### Tasks and exercises
- A) Answer the following questions using the memo on revolution and identity in Ukraine.
(i) According to the memo, which patterns are largely unchanged at the aggregate level?
(ii) What are the names of the two revolutions the memo discusses?
(iii) Besides Ukraine, which newly independent former Soviet states does the memo name?
- B) Rewrite the passage of the memo on revolution and identity in Ukraine that starts at "In this memo, we" and ends at "in post-independence Ukraine.", substituting "native land" for "homeland".
- C) Resume the memo on revolution and identity in Ukraine and continue it after its final sentence.
---------- Text excerpt ----------
In this memo, we present some findings about how these massive political shocks have affected the evolution of ethno-linguistic and national identities by analyzing public opinion surveys from before and after the two revolutions. We find that despite differences in the nature of the two revolutions, the effects have largely been similar. At the aggregate level, patterns of ethnic identification and language use are largely unchanged. By contrast, both revolutions led to a significant increase in civic identification with Ukraine as a state. In each case, initial surges of civic nationalism declined somewhat, but both revolutions left more people in the country thinking of Ukraine as their homeland than before. In this sense, revolutions appear to have played an important role in state consolidation in post-independence Ukraine.

Revolution and Identity in Ukraine

Scholars have long recognized that large-scale political changes like revolutions are likely to have important effects on the identities of the people affected. In fact, revolutions, particularly in the post-Soviet space, have often been launched explicitly as identity-changing projects, whether it was the creation of a Homo Sovieticus or the construction of new pluri-ethnic conceptions of identity in the newly independent former Soviet states like Kazakhstan, Kyrgyzstan, or, for that matter, Ukraine. In this sense, the Orange and Euromaidan revolutions were no exception, with supporters hopeful that the overthrow of corrupt and divisive incumbents would lead to a new sense of unity amongst Ukrainians of different ethnicities, languages, and regions. Nevertheless, as is so often the case, the implications of each revolution for identity would, on the face of it, seem contradictory.
---------- Provided data ----------
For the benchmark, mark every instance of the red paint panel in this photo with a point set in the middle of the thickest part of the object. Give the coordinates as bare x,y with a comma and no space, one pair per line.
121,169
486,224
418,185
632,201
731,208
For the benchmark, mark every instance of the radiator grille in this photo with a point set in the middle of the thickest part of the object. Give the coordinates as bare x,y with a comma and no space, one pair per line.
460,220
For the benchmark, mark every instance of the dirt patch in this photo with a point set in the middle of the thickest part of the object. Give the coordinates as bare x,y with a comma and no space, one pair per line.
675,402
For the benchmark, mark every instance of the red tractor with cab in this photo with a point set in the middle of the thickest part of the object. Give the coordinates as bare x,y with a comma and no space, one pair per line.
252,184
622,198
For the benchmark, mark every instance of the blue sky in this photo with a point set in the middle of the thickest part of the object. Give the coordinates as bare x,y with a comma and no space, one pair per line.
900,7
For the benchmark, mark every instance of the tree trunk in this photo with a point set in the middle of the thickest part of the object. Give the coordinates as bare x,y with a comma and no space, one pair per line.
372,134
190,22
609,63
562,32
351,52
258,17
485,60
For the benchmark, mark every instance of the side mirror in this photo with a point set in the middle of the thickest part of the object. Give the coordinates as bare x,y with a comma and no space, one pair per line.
----------
### The replies
- A)
(i) Patterns of ethnic identification and language use.
(ii) The Orange and Euromaidan revolutions.
(iii) Kazakhstan and Kyrgyzstan.

- B)
In this memo, we present some findings about how these massive political shocks have affected the evolution of ethno-linguistic and national identities by analyzing public opinion surveys from before and after the two revolutions. We find that despite differences in the nature of the two revolutions, the effects have largely been similar. At the aggregate level, patterns of ethnic identification and language use are largely unchanged. By contrast, both revolutions led to a significant increase in civic identification with Ukraine as a state. In each case, initial surges of civic nationalism declined somewhat, but both revolutions left more people in the country thinking of Ukraine as their native land than before. In this sense, revolutions appear to have played an important role in state consolidation in post-independence Ukraine.

- C)
On the one hand, we might have expected both the Orange and Euromaidan revolutions to prove divisive in terms of identity. After all, both revolutions appeared to pit a more Ukrainian-speaking west and center against a south and east that was predominantly Russophone and had higher shares of ethnic Russians, and both conflicts ended with a victory of the “Ukrainian” over the “Russian” side. Moreover, in both instances, the domestic conflict was reinforced by external powers, with the revolutionaries receiving support from the West and the incumbent being backed by Russia.

On the other hand, despite this highly politicized ethno-linguistic cleavage, many of the protesters in the two revolutions were actually Russian-speakers (Beissinger 2013, Onuch 2014), which arguably mitigated the potential fallout in terms of ethno-linguistic conflict. In fact, both revolutions involved large-scale and sustained civic mobilization efforts across large swaths of the country and substantial proportions of the country’s overall population (especially in Kyiv and western Ukraine).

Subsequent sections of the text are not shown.